### EXERCISE TASK
Please reproduce everything in the modeling tutorial below, from "Now that we’ve" down to "call to fit().", word for word.

== TEXT PROVIDED

Now that we’ve fit our model to our training data, we’re FINALLY ready to test our model on the data we set aside in the beginning. Just to recap the steps that led to this moment, however, recall that we:
Built the model (lr_mod),
Created a preprocessing recipe (lr_recipe_1),
Bundled the model and recipe (lr_workflow), and
Trained our workflow using a single call to fit().
The next step is to use the trained workflow (lr_fit) to predict outcomes for our unseen test data, which we will do with the function predict(). The predict() method applies the recipe to the new data, then passes them to the fitted model.
predict(lr_fit, test_data)
## # A tibble: 134 × 1
## .pred_class
## <fct>
## 1 no
## 2 no
## 3 no
## 4 no
## 5 no
## 6 no
## 7 no
## 8 no
## 9 no
## 10 no
## # … with 124 more rows
Because our outcome variable at_risk here is a factor, the output from predict() returns the predicted class: no versus yes. Not a super useful output to be honest though.

====
== RECORDED DATA

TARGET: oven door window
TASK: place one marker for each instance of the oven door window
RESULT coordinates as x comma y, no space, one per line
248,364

====

### WORKED SOLUTION
Now that we’ve fit our model to our training data, we’re FINALLY ready to test our model on the data we set aside in the beginning. Just to recap the steps that led to this moment, however, recall that we:
Built the model (lr_mod),
Created a preprocessing recipe (lr_recipe_1),
Bundled the model and recipe (lr_workflow), and
Trained our workflow using a single call to fit().